== THE TASK ==
Write out these lines as a numbered list, omitting any blank lines.

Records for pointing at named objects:
----------------

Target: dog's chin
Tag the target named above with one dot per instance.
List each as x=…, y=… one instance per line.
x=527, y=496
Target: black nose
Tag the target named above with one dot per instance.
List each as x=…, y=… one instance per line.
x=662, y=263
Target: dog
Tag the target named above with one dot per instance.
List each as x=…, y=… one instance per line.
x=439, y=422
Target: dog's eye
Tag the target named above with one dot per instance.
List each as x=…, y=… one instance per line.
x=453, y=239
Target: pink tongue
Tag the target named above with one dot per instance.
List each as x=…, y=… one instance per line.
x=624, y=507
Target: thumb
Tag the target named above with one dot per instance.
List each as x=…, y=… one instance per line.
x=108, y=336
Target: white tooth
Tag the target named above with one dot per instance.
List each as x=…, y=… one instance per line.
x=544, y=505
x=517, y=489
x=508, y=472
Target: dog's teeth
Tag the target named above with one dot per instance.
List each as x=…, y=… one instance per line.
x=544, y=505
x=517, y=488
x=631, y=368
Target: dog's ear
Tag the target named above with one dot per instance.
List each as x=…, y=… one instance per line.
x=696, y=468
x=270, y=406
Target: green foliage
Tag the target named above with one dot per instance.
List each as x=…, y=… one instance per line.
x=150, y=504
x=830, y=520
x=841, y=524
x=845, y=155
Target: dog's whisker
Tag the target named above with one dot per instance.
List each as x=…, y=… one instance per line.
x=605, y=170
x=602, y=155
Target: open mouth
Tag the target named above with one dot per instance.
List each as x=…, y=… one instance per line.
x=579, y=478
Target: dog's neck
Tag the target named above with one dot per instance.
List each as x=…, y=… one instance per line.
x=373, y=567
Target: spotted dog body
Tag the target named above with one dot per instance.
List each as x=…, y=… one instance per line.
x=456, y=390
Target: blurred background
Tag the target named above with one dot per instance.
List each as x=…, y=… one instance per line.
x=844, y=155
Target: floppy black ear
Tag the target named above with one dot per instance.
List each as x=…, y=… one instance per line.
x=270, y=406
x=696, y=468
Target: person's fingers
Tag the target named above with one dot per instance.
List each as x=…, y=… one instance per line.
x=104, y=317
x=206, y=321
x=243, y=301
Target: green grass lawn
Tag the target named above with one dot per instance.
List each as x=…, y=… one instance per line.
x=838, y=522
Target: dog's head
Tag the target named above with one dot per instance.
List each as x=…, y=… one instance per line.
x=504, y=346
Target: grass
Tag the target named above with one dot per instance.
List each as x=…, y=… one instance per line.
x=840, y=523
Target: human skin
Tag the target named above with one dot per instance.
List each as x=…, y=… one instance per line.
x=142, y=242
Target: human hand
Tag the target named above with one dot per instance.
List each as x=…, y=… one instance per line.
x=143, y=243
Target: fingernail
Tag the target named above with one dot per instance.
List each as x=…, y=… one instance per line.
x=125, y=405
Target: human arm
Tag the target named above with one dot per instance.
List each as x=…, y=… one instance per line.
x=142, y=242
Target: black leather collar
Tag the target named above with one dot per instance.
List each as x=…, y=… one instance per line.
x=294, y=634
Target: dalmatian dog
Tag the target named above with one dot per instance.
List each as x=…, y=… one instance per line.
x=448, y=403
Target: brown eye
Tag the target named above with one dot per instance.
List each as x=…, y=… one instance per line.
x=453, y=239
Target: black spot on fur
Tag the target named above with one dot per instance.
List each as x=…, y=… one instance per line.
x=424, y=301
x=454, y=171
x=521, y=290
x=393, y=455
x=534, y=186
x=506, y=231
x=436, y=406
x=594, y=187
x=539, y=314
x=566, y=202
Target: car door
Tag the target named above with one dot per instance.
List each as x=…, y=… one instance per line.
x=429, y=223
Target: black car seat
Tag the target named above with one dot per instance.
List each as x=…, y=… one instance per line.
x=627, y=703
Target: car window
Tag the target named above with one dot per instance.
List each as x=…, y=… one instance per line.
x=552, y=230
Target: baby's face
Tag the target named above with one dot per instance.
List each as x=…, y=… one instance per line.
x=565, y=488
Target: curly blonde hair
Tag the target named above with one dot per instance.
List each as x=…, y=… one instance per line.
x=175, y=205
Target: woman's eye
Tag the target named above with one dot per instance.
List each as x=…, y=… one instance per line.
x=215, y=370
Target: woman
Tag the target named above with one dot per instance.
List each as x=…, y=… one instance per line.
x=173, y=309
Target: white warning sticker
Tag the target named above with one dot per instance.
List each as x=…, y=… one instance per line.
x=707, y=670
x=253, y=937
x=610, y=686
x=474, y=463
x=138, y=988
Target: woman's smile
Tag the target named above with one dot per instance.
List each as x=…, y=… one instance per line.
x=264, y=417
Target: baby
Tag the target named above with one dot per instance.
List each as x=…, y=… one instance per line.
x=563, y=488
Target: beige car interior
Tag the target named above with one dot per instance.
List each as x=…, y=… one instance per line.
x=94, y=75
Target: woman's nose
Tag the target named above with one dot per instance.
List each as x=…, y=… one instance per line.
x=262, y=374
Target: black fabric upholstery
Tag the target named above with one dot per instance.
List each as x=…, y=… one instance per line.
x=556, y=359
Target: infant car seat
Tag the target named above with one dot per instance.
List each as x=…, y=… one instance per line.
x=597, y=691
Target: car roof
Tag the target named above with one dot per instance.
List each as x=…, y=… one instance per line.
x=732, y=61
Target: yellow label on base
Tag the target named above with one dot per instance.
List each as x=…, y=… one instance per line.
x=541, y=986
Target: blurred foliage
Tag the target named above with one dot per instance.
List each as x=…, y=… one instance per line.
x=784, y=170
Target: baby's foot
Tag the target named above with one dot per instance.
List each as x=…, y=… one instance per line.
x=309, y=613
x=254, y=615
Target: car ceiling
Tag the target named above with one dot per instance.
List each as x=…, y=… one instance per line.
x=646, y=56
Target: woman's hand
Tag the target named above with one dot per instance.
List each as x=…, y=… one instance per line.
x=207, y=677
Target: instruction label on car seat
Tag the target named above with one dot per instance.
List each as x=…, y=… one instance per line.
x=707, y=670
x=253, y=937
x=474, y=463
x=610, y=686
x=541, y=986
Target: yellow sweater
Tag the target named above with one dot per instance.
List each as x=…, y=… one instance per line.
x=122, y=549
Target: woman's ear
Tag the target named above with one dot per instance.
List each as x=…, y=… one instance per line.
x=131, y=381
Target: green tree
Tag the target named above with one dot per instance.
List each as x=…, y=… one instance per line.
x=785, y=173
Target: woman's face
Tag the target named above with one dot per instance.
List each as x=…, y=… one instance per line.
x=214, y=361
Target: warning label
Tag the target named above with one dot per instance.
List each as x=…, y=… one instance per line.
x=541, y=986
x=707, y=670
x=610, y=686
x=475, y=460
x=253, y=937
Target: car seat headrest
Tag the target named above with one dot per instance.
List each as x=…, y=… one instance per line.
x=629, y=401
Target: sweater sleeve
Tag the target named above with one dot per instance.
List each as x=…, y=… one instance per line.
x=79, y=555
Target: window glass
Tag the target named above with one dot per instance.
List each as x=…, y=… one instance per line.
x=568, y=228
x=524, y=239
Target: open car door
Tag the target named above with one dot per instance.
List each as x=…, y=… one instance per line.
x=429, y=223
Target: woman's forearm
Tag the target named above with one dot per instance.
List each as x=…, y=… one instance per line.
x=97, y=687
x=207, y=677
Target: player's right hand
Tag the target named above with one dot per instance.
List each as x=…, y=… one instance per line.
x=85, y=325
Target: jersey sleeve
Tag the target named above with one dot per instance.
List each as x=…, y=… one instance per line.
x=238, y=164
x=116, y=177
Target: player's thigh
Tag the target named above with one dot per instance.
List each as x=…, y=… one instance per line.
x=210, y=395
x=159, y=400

----------------

== OUTPUT ==
1. Target: dog's chin
2. Tag the target named above with one dot per instance.
3. List each as x=…, y=… one instance per line.
4. x=527, y=496
5. Target: black nose
6. Tag the target named above with one dot per instance.
7. List each as x=…, y=… one instance per line.
8. x=662, y=263
9. Target: dog
10. Tag the target named above with one dot per instance.
11. List each as x=…, y=… one instance per line.
12. x=439, y=422
13. Target: dog's eye
14. Tag the target named above with one dot per instance.
15. List each as x=…, y=… one instance per line.
16. x=453, y=239
17. Target: pink tongue
18. Tag the target named above with one dot per instance.
19. List each as x=…, y=… one instance per line.
20. x=624, y=507
21. Target: thumb
22. Tag the target named above with one dot per instance.
23. List each as x=…, y=… one instance per line.
24. x=108, y=336
25. Target: white tooth
26. Tag the target named above with one dot per instance.
27. List each as x=…, y=… one instance per line.
28. x=544, y=505
29. x=517, y=489
30. x=508, y=472
31. Target: dog's teeth
32. Tag the target named above with one dot per instance.
33. List each as x=…, y=… one instance per line.
34. x=544, y=505
35. x=517, y=488
36. x=631, y=368
37. Target: dog's ear
38. Tag the target named above with one dot per instance.
39. List each as x=…, y=… one instance per line.
40. x=696, y=468
41. x=270, y=406
42. Target: green foliage
43. Tag the target named above with one dot per instance.
44. List each as x=…, y=… one instance per line.
45. x=150, y=504
46. x=830, y=520
47. x=841, y=524
48. x=845, y=155
49. Target: dog's whisker
50. Tag the target named above with one dot per instance.
51. List each as x=…, y=… one instance per line.
52. x=605, y=170
53. x=602, y=155
54. Target: open mouth
55. Tag the target named above with one dot per instance.
56. List each as x=…, y=… one instance per line.
57. x=579, y=478
58. Target: dog's neck
59. Tag the target named above with one dot per instance.
60. List each as x=…, y=… one instance per line.
61. x=373, y=567
62. Target: spotted dog body
63. Tag the target named above with one dot per instance.
64. List each as x=…, y=… one instance per line.
65. x=456, y=390
66. Target: blurred background
67. Tag the target named above with one dot per instance.
68. List each as x=…, y=… one instance per line.
69. x=844, y=155
70. Target: floppy black ear
71. Tag the target named above with one dot per instance.
72. List each as x=…, y=… one instance per line.
73. x=270, y=406
74. x=696, y=468
75. Target: person's fingers
76. Tag the target named above with one dot per instance.
77. List each as x=…, y=… one instance per line.
78. x=104, y=317
79. x=206, y=321
80. x=243, y=301
81. Target: green grass lawn
82. Tag the target named above with one dot per instance.
83. List each as x=…, y=… one instance per line.
84. x=838, y=522
85. Target: dog's head
86. Tag the target named above with one dot per instance.
87. List each as x=…, y=… one instance per line.
88. x=504, y=346
89. Target: grass
90. Tag the target named above with one dot per instance.
91. List each as x=…, y=… one instance per line.
92. x=840, y=523
93. Target: human skin
94. Tag the target named above with one dot per instance.
95. List each as x=…, y=… one instance per line.
96. x=142, y=242
97. Target: human hand
98. Tag the target named above with one dot per instance.
99. List each as x=…, y=… one instance per line.
100. x=143, y=243
101. Target: fingernail
102. Tag the target named above with one dot per instance.
103. List each as x=…, y=… one instance per line.
104. x=125, y=405
105. Target: human arm
106. Tag the target named above with one dot per instance.
107. List each as x=…, y=… one instance per line.
108. x=142, y=242
109. Target: black leather collar
110. Tag the target named above with one dot per instance.
111. List each as x=…, y=… one instance per line.
112. x=294, y=634
113. Target: dalmatian dog
114. Tag the target named above with one dot per instance.
115. List each as x=…, y=… one instance per line.
116. x=448, y=403
117. Target: brown eye
118. Tag the target named above with one dot per instance.
119. List each as x=…, y=… one instance per line.
120. x=453, y=239
121. Target: black spot on fur
122. Tag the target named above with one dot per instance.
123. List each as x=…, y=… one instance per line.
124. x=424, y=301
125. x=454, y=171
126. x=521, y=290
127. x=393, y=455
128. x=534, y=186
129. x=506, y=231
130. x=436, y=406
131. x=594, y=187
132. x=539, y=314
133. x=566, y=202
134. Target: car door
135. Tag the target named above with one dot per instance.
136. List each as x=…, y=… one instance per line.
137. x=429, y=223
138. Target: black car seat
139. Tag the target named above with one dot per instance.
140. List each as x=…, y=… one instance per line.
141. x=627, y=703
142. Target: car window
143. Tag the target named above with one dot per instance.
144. List each as x=…, y=… one instance per line.
145. x=552, y=230
146. Target: baby's face
147. Tag the target named above with one dot per instance.
148. List each as x=…, y=… one instance per line.
149. x=565, y=488
150. Target: curly blonde hair
151. Tag the target named above with one dot per instance.
152. List each as x=…, y=… one instance per line.
153. x=175, y=205
154. Target: woman's eye
155. Tag the target named above with one dot per instance.
156. List each as x=…, y=… one instance per line.
157. x=215, y=370
158. Target: woman
159. Tag the target named above with one dot per instance.
160. List each as x=…, y=… one instance per line.
161. x=173, y=309
162. Target: white warning sticker
163. Tag the target named above with one dot per instance.
164. List each as x=…, y=… one instance per line.
165. x=707, y=670
166. x=253, y=937
167. x=610, y=686
168. x=474, y=463
169. x=138, y=988
170. Target: woman's smile
171. Tag the target named above with one dot per instance.
172. List each as x=…, y=… one instance per line.
173. x=264, y=417
174. Target: baby
175. Tag the target named above with one dot per instance.
176. List each as x=…, y=… one instance per line.
177. x=563, y=488
178. Target: beige car interior
179. Tag the target named above with one dot per instance.
180. List each as x=…, y=… one instance per line.
181. x=94, y=75
182. Target: woman's nose
183. Tag the target named above with one dot per instance.
184. List each as x=…, y=… one instance per line.
185. x=262, y=374
186. Target: black fabric upholstery
187. Tag the target named above with one dot per instance.
188. List each as x=…, y=… one instance per line.
189. x=556, y=359
190. Target: infant car seat
191. Tag the target named above with one dot per instance.
192. List each as x=…, y=… one instance per line.
193. x=597, y=691
194. Target: car roof
195. Tag the target named above with one dot per instance.
196. List each as x=…, y=… one instance per line.
197. x=732, y=61
198. Target: yellow label on base
199. Tag the target named above with one dot per instance.
200. List each as x=…, y=… one instance per line.
201. x=541, y=986
202. Target: blurred foliage
203. Tag the target named above with one dot per instance.
204. List each as x=…, y=… one instance per line.
205. x=784, y=170
206. Target: baby's foot
207. Tag the target named above with one dot per instance.
208. List each as x=…, y=… one instance per line.
209. x=309, y=613
210. x=254, y=615
211. Target: car ceiling
212. Tag the target named above with one dot per instance.
213. List each as x=…, y=… one instance per line.
214. x=646, y=56
215. Target: woman's hand
216. Tag the target named above with one dot per instance.
217. List each as x=…, y=… one instance per line.
218. x=207, y=677
219. Target: instruction label on car seat
220. Tag the target named above with one dot per instance.
221. List each as x=…, y=… one instance per line.
222. x=707, y=670
223. x=253, y=937
224. x=474, y=463
225. x=610, y=686
226. x=541, y=986
227. Target: yellow sweater
228. Tag the target named above with one dot per instance.
229. List each as x=…, y=… one instance per line.
230. x=122, y=549
231. Target: woman's ear
232. Tag the target named above with one dot per instance.
233. List each as x=…, y=… one instance per line.
234. x=131, y=381
235. Target: green tree
236. Tag the target named above with one dot per instance.
237. List each as x=…, y=… one instance per line.
238. x=785, y=173
239. Target: woman's face
240. Tag the target named above with one dot per instance.
241. List each as x=…, y=… one instance per line.
242. x=214, y=361
243. Target: warning label
244. Tag the target named above with one dot per instance.
245. List each as x=…, y=… one instance per line.
246. x=541, y=986
247. x=707, y=670
248. x=610, y=686
249. x=475, y=460
250. x=253, y=937
251. Target: car seat headrest
252. Tag the target named above with one dot per instance.
253. List each as x=…, y=… one instance per line.
254. x=629, y=401
255. Target: sweater sleeve
256. Tag the target named above with one dot per instance.
257. List each as x=…, y=… one instance per line.
258. x=79, y=555
259. Target: window glass
260. Tag the target named above with one dot per instance.
261. List each as x=…, y=… one instance per line.
262. x=568, y=228
263. x=524, y=239
264. Target: open car door
265. Tag the target named above with one dot per instance.
266. List each as x=…, y=… one instance per line.
267. x=429, y=223
268. Target: woman's forearm
269. Tag the target named above with one dot per instance.
270. List each as x=…, y=… one instance per line.
271. x=97, y=687
272. x=207, y=677
273. Target: player's right hand
274. Tag the target named above with one dot per instance.
275. List each as x=…, y=… one instance per line.
276. x=85, y=325
277. Target: jersey sleeve
278. Tag the target named above with one dot per instance.
279. List each as x=…, y=… one instance per line.
280. x=238, y=164
281. x=116, y=177
282. Target: player's thigh
283. Tag the target named above with one dot per instance.
284. List each as x=…, y=… one instance per line.
285. x=210, y=395
286. x=159, y=400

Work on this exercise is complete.